**Stated goal**. Extend the forum discussion about dropping valence restrictions in molecular models, picking up right after its final post.
Begin Source extract
It makes sense that allowing for things many consider to be incorrect or impossible, like through removing valence restrictions, improves prediction quality. As an example, pentavalent carbon is very much real, and so disallowing it means whatever chemical system is learned by the model is less aligned with reality. It doesn't matter if pentavalent carbon is extremely conditional to specific circumstances, many novel and interesting molecules are.
No excuses necessary I think that's a great question. Yes, like in the article - you can remove extremely unlikely to be real things, unlikely to be real could be because of things such as being extremely conditional (pentavalent carbon for example) or simply implausible. The point is that by preventing the model from learning a distribution that captures the extremely rare though real instances of things, you end up with a distribution that departs from whatever the reality of the situation is. You end up with a biased model, and that is highly unlikely to be a good thing.
Bottom line, it is better to let a model learn the full distribution then clip predictions that come from extreme ends of the distribution, rather than preventing the model from considering these extremes in the first place. Either way you don't get predictions from the extremes, but the model allowed to consider extremes is more likely to do interesting things.
I think I may have heard of a similar problem in a different field, computational thermodynamics. Solutions to a set of equations may be real or complex. The nonlinear solvers worked with real numbers exclusively and from time to time would not converge to any solution. Apparently if one used a solver that worked with complex numbers, the solver would reach a solution in real space more often than exclusively real solvers. Of course solving was much more expensive. Your explanation seems to fit here too
Interesting, thanks for sharing! Do you have any papers or other publicly available works to share that discuss this? I'd be very interested in reading about it.
> The point is that by preventing the model from learning a distribution that captures the extremely rare though real instances of things, you end up with a distribution that departs from whatever the reality of the situation is. You end up with a biased model, and that is highly unlikely to be a good thing.
End Source extract
Begin Given data
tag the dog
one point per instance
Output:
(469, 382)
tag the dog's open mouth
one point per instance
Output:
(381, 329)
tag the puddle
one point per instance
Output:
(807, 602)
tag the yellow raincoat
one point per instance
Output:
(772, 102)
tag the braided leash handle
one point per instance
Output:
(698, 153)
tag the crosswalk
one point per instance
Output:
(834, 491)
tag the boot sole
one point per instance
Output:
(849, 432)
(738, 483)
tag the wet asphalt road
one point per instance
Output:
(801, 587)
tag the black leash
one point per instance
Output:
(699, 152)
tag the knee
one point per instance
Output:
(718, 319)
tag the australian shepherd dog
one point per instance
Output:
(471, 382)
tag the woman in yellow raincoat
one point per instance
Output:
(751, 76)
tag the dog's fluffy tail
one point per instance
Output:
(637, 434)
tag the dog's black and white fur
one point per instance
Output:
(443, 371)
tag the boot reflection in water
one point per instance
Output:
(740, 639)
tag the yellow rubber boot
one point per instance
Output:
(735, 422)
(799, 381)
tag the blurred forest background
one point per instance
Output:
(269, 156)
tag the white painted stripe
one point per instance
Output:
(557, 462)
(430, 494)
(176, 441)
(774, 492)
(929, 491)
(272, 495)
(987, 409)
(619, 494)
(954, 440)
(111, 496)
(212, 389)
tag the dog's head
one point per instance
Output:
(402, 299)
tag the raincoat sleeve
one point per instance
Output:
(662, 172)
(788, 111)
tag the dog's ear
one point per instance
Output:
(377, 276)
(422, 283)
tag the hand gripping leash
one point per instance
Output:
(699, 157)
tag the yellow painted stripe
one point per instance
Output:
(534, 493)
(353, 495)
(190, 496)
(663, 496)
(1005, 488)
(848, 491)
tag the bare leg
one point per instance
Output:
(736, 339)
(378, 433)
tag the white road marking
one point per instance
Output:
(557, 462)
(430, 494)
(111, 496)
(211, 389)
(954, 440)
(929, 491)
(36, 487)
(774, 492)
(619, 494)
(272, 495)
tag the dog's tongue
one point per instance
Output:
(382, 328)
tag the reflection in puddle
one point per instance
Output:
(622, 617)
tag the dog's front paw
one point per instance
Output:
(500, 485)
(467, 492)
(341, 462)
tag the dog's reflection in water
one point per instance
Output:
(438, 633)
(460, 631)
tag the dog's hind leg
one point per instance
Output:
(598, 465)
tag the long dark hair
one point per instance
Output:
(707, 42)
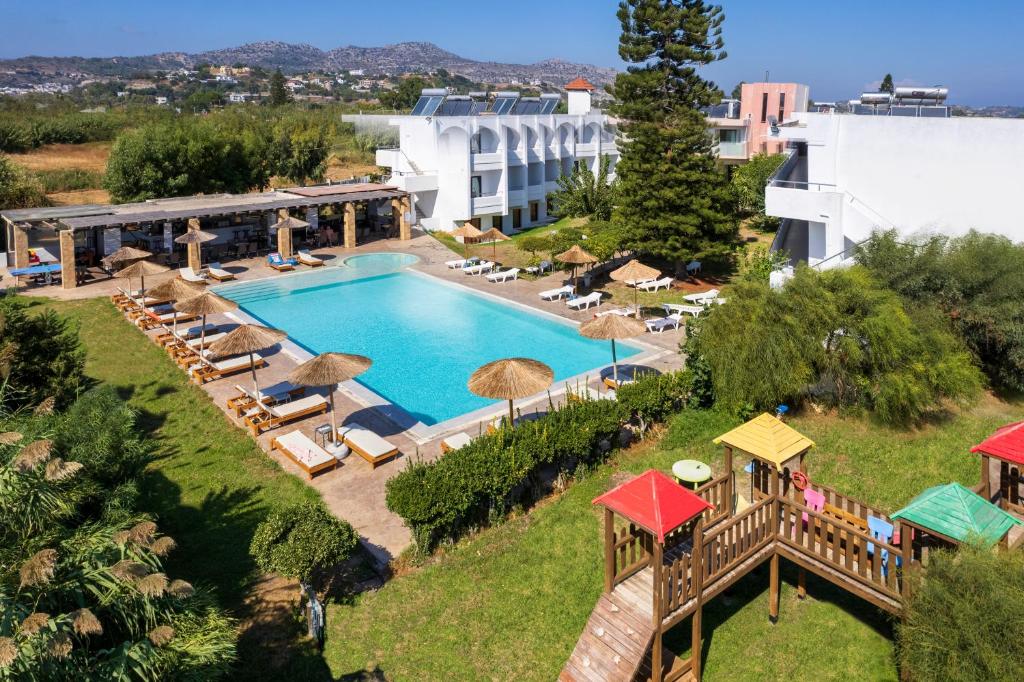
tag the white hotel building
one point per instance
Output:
(902, 166)
(495, 164)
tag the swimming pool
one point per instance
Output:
(425, 336)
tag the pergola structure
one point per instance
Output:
(98, 228)
(1007, 445)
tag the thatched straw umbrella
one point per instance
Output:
(176, 289)
(635, 271)
(205, 303)
(247, 339)
(330, 370)
(467, 231)
(124, 255)
(610, 328)
(193, 238)
(576, 256)
(139, 269)
(494, 236)
(510, 379)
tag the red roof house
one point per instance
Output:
(580, 83)
(654, 502)
(1007, 443)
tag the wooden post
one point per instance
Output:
(609, 549)
(730, 486)
(195, 259)
(284, 237)
(69, 273)
(655, 654)
(696, 569)
(349, 228)
(20, 246)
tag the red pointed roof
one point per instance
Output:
(654, 502)
(580, 83)
(1007, 443)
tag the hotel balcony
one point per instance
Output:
End Given data
**The answer**.
I (think I) understand. On top, the model being able to generate for conditions able to bring forth a "materially" (in realizable fact) unlikely condition, might yield results that are interesting, -particularly- because the conditions that it would be contingent upon -are- so hard, or unlikely in actual fact. Makes sense.-
in the article they talk about syntactically invalid smile formula (mismatch parenthesis and cie, check figure 1b), impossible molecules can be expressed with syntactically valid SMILE. But nonetheless your explanation appears valid to my non chemist eyes. from the paper:
Structural biases limit generalization An ideal generative model would sample evenly from the chemical space surrounding the molecules in the training set. The observation of structural biases in the outputs of language models trained on SELFIES is at odds with this goal.
I am not convinced. All models are trained with teacher forcing, thus the model never sees invalid sequences during training. It's only during inference that this difference appears, as shown by the experiment of selfies without valency cobstrainnts. To me, it seems like this is an artifact caused by details of how sampling from a model is done, rather than something about the models or training procedures.
I'm no chemist, but from a comp sci perspective the title claim seems overstrong. One can show that certain models of one category outperform certain models of another on certain benchmarks, or first demonstrate some impressive result with a mode based on such a contrary insight. But it's very very hard to prove that a whole category - e.g. models eliminating invalid SMILES - won't lead to competitive results.
as a chemist, it does make sense to allow 'invalid' things, you're learning a distribution of numbers, it makes no sense to only allow the numbers you expect, where if you know what to expect, why do you need a model?
Imagine if we forced people to think only in valid math.
It would make proofs by contradiction impossible to even imagine.
Alternatively think of computer programming. Imagine your editor forces your code to be compilable at every keystroke. It would suck (who used paredit knows the struggle ;) ).
So it's perfectly possible that making "invalid" results expressable in the language your model uses might be beneficial.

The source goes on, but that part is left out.